● **TASK DESCRIPTION**: Output the data below exactly, down to the last character.

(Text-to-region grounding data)
+---+

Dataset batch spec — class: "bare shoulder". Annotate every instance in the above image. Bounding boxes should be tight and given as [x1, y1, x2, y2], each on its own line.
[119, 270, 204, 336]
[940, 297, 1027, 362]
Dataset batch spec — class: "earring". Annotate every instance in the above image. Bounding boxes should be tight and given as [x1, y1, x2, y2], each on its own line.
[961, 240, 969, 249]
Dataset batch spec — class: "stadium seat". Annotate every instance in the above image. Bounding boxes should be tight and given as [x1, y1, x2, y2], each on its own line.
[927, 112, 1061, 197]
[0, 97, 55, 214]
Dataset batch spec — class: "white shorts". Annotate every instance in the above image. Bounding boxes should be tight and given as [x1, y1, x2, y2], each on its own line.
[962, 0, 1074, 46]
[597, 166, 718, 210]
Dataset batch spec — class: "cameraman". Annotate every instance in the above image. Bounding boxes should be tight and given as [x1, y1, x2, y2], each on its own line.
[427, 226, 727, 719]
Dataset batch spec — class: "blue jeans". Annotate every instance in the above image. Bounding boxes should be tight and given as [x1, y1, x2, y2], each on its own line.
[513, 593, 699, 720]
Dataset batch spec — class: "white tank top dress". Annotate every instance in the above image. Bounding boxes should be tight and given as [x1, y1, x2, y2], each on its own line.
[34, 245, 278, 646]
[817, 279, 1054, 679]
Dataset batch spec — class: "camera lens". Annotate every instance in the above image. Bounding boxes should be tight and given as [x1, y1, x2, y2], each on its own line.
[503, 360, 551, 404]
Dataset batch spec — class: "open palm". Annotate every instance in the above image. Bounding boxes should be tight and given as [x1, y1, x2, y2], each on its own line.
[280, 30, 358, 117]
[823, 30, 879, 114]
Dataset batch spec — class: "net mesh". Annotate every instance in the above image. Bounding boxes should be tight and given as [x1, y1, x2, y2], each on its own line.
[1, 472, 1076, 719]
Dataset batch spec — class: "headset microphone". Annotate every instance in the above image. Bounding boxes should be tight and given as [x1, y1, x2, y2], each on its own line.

+---+

● **YOUR RESPONSE**:
Dataset batch spec — class: "bare shoulder". Annotate every instance in the above image. Bounding boxes should be tight and given as [x1, y1, x2, y2], each on its own line.
[119, 270, 204, 336]
[940, 297, 1027, 362]
Dataset batch spec — class: "earring". Annotate every instance in the above image. Bounding boxes should be tight and given as [x1, y1, x2, y2], each on its own line.
[961, 240, 969, 249]
Dataset batch spec — class: "stadium seat". Annotate every instance in the above image. Bounding boxes should be tight and given as [x1, y1, x2, y2], each on its own line.
[927, 112, 1061, 197]
[0, 97, 55, 214]
Dataset batch spec — class: "white shorts". Annotate every instance in the above image. Bounding boxes should be tight and given as [x1, y1, x2, y2], each on its own line.
[962, 0, 1074, 46]
[597, 166, 718, 210]
Dataset batch spec — class: "cameraman". Annotate every instance in the above image. Bounding boxes should be tight and given as [x1, y1, x2, y2], each on its own line.
[427, 226, 727, 719]
Dataset batch spec — class: "blue jeans". Annotate every instance in the above image. Bounding boxes should be tight and given as [x1, y1, x2, y2], each on its own line.
[513, 593, 699, 720]
Dataset batch spec — class: "white tank top dress". Annotate every instance in the above image. Bounding boxes should be tight and given as [x1, y1, x2, y2], each on its own line.
[34, 245, 278, 646]
[817, 279, 1054, 679]
Dataset batch spec — class: "camera lens". Annotate every instance in the above image. Bounding boxes should be tight and given as [x1, y1, x2, y2], each on its own line.
[503, 360, 551, 404]
Dataset batch spec — class: "open palm". Annotate every instance in the above image. Bounding boxes should be tight and given as [x1, y1, x2, y2], each on its own line.
[280, 30, 358, 117]
[823, 30, 879, 114]
Dataset batch spec — class: "net mesh". Annotate every instance in the above image. Bounding boxes should be tight and given as [x1, y1, x2, y2], each on its own line.
[1, 472, 1076, 719]
Dataset batch spec — class: "headset microphone". Annotate every instance in the above image. Bounding boxes should be tight and given as [x1, y1, x2, y2], each on its own line.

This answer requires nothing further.